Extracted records
————————

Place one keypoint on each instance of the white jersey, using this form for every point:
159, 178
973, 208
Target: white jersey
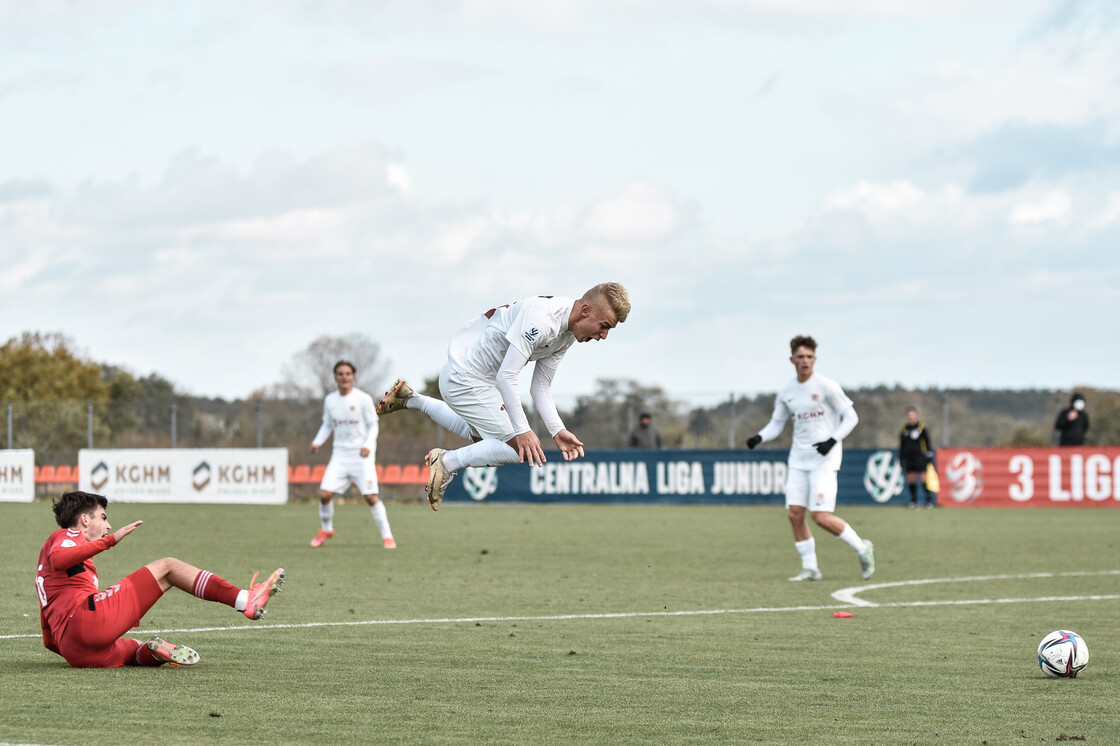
815, 407
538, 327
353, 420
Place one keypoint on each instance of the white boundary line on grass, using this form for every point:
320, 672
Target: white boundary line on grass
846, 596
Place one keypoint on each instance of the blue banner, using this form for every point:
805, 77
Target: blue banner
730, 476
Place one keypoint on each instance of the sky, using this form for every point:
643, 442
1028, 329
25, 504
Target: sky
932, 190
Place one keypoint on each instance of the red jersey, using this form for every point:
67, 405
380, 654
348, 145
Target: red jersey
65, 578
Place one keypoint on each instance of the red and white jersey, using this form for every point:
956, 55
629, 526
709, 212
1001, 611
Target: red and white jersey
815, 408
353, 420
65, 577
538, 327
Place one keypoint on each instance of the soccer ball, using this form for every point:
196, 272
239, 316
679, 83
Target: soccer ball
1063, 654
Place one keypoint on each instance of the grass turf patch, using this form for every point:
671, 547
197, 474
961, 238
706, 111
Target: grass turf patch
585, 624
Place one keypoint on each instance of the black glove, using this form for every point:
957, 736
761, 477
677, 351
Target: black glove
824, 446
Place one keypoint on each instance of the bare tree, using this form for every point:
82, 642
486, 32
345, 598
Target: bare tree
310, 372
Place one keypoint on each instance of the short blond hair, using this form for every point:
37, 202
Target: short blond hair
615, 296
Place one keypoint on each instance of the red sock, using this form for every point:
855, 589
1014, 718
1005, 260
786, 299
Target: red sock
210, 587
143, 656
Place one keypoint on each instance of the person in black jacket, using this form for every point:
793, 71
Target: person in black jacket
1073, 422
915, 451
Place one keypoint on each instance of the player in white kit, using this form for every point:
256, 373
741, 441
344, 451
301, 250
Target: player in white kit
350, 415
482, 400
822, 417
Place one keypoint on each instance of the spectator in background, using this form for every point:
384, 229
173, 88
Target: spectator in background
646, 434
1073, 422
915, 454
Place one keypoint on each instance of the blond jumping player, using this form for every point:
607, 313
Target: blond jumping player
482, 400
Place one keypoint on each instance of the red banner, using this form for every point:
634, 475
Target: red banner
1029, 477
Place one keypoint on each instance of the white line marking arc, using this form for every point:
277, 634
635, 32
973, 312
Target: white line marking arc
845, 596
848, 595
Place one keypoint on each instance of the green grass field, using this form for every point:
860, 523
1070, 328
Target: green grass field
587, 624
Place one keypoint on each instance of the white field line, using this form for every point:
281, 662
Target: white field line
848, 593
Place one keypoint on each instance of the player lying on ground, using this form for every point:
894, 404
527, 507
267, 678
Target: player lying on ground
482, 401
84, 625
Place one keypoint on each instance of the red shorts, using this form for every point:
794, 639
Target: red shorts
92, 639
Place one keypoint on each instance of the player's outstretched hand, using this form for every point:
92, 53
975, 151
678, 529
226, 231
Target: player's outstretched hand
570, 446
120, 533
529, 448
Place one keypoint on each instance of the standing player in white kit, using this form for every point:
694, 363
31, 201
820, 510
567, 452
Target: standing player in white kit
822, 417
350, 415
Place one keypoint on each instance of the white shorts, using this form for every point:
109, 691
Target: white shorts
478, 402
813, 490
345, 468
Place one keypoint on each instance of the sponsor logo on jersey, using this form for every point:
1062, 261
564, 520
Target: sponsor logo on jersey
479, 482
883, 477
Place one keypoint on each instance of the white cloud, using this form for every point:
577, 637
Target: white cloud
1052, 207
398, 177
638, 213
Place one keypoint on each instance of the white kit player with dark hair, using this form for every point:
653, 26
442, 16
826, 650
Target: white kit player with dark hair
822, 417
350, 415
482, 400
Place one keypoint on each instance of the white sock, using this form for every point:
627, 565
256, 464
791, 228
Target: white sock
440, 413
808, 551
484, 453
378, 511
850, 538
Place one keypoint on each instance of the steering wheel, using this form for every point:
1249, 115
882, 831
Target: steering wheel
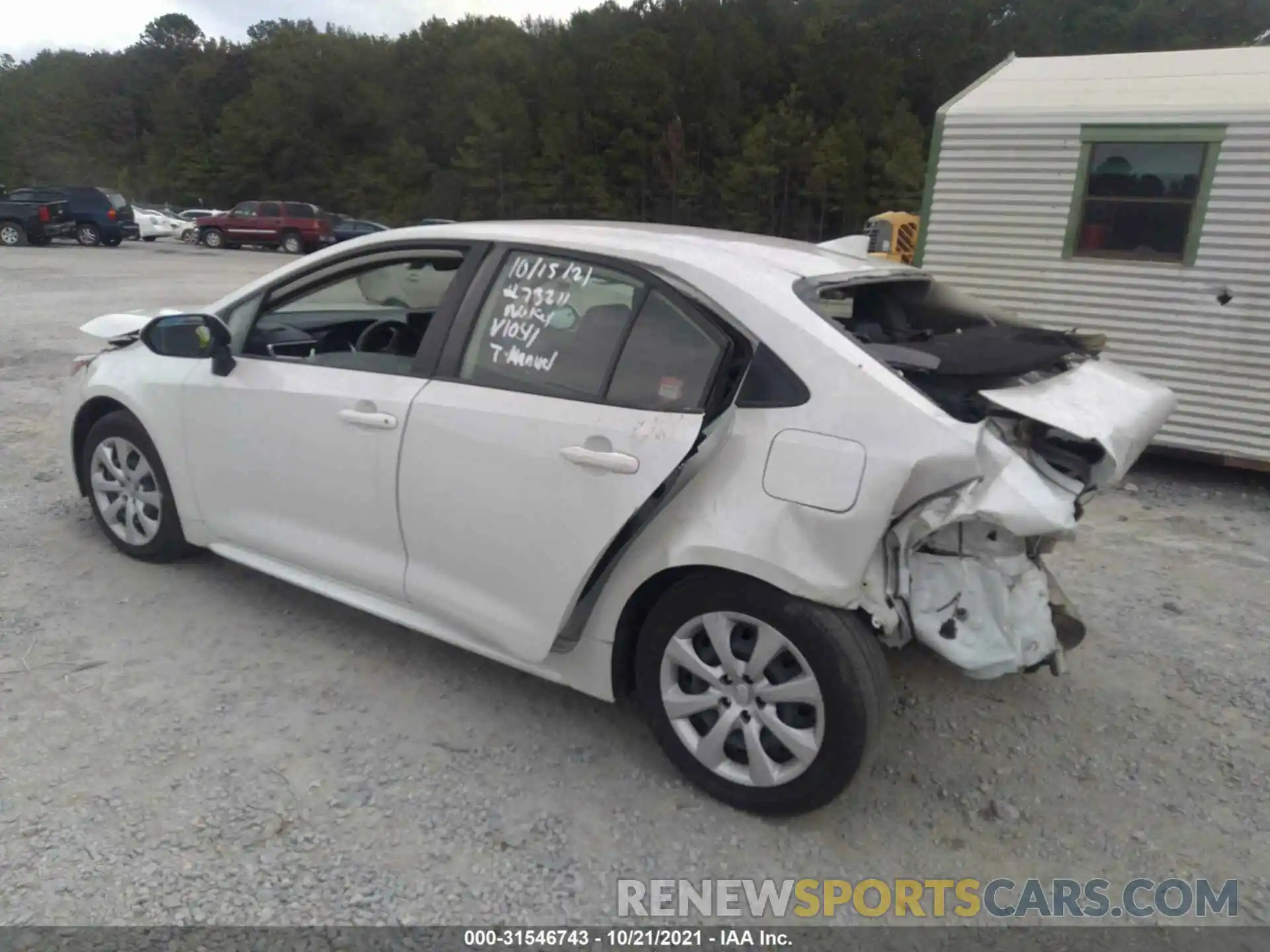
384, 337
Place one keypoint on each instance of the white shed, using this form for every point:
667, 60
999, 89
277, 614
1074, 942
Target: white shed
1126, 194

————————

# ASSIGNMENT
A verbatim transcription of the records, pictures excluded, is the required output.

# RESULT OF THE EXERCISE
Place one keypoint on each instance of the white jersey, using this form for every point:
159, 178
973, 208
Target: white jersey
815, 407
538, 327
353, 420
Place one keypoint on each instance of the white boundary line on grass, using this form for every point:
320, 672
Target: white boundary line on grass
846, 596
Place one keypoint on each instance of the blue banner, using this form for every point:
805, 77
Target: blue banner
730, 476
Place one keypoint on each instance of the sky, using this form for every point:
643, 442
1028, 329
25, 504
Target: sky
932, 190
Place one keypoint on each instance of the red jersey, using this form for every point:
67, 405
380, 654
348, 145
Target: red jersey
65, 578
Place one keypoint on each instance of the red and white jersey, using this form for every point:
956, 55
629, 526
709, 212
1001, 611
Target: red and white jersey
815, 408
353, 420
65, 577
538, 327
Place one keypoint on each instance of the soccer ball, using this form for every point:
196, 272
239, 316
679, 83
Target: soccer ball
1063, 654
Place one keypoint on each instance of the grass turf patch, using this form for every point:
671, 547
197, 474
961, 238
706, 111
Target: grass turf patch
585, 624
Place one keypoint on each instance of the black glove, using this form for every point:
957, 736
761, 477
677, 351
Target: black glove
824, 446
Place one keypoint on each instance of the bare tree, using this form for every point:
82, 642
486, 32
345, 598
Target: bare tree
310, 372
Place one keypoint on each instance of the short blond hair, using this form for every point:
37, 202
Target: short blond hair
615, 296
Place one keypoint on each instance of the red sock, using this form for every point:
855, 589
1014, 718
1005, 260
786, 299
Target: red sock
210, 587
143, 656
Place one keypoint on each instance of the person in black jacket, using this form for every point:
793, 71
Target: person in black jacket
1073, 422
915, 451
Place one keypoint on each instance of the player in white kit, using this form for every point:
256, 373
741, 441
344, 451
301, 250
Target: player in white kit
350, 415
482, 400
822, 417
Place one keypoint on each instance of the spectator in background, using this form for every point:
384, 229
173, 88
Target: spectator in background
646, 434
1073, 422
915, 454
Place one keypoint on each instance of the blond jumping player, using this form for every point:
607, 313
Target: blond jumping player
482, 400
Place one keypoint on each instance of the red banner, using this form for every point:
634, 475
Target: red banner
1029, 477
Place one keypoint on each instance of the white line marking arc, using this form for every point:
277, 634
635, 32
973, 312
Target: white line marking arc
845, 596
848, 595
Place one keypoint on each instance of the green grass field, using this form for every point:
860, 523
1070, 328
Target: green grass field
587, 624
Place one keypoint on each instance of the white field line, using this form for every point:
281, 662
Target: white field line
848, 593
Place one keypoint on each instance of the player lying on ground, using this form for every point:
894, 404
527, 507
267, 678
Target: player lying on ground
482, 401
84, 625
Place one keypoint on each instance of the red shorts, using this form for every point:
794, 639
Target: red shorts
92, 639
Place one keypoint on each instance of the player's outstretched hand, using this form for every point:
92, 53
975, 151
678, 529
226, 231
Target: player's outstretched hand
570, 446
120, 533
529, 448
Place one keypoint on each instance of the standing player in white kit, using this form for every point:
694, 363
31, 201
820, 510
567, 452
Target: standing player in white kit
822, 417
350, 415
Place one keypoint on each instance of the white shorts, using this form for every point:
109, 691
Target: white shorts
478, 402
813, 490
345, 468
Place one keypoint on each instance of the sponsor logo on jersey, using this form for every point:
1062, 261
564, 520
Target: sponsor logo on jersey
479, 482
883, 477
Place one keypoint on each instance of the white cloud, using this form for every point:
577, 637
Target: white cloud
1052, 207
398, 177
638, 213
Place one keypoint on each instance of the white kit player with dark hair, using this form for every point:
653, 26
442, 16
826, 650
Target: white kit player with dark hair
822, 417
350, 415
482, 400
Place one keypoint on each instance of the white sock, using this form for every point:
627, 565
256, 464
791, 228
Target: white sock
440, 413
808, 551
484, 453
378, 511
850, 538
Place one keypoint on each instance of the steering wheel, using this form for every point:
1249, 115
882, 831
Target: steering wheel
384, 337
Place one keypoint on each instance of the white shed, using this form for every point:
667, 60
999, 89
277, 614
1074, 942
Target: white shed
1126, 194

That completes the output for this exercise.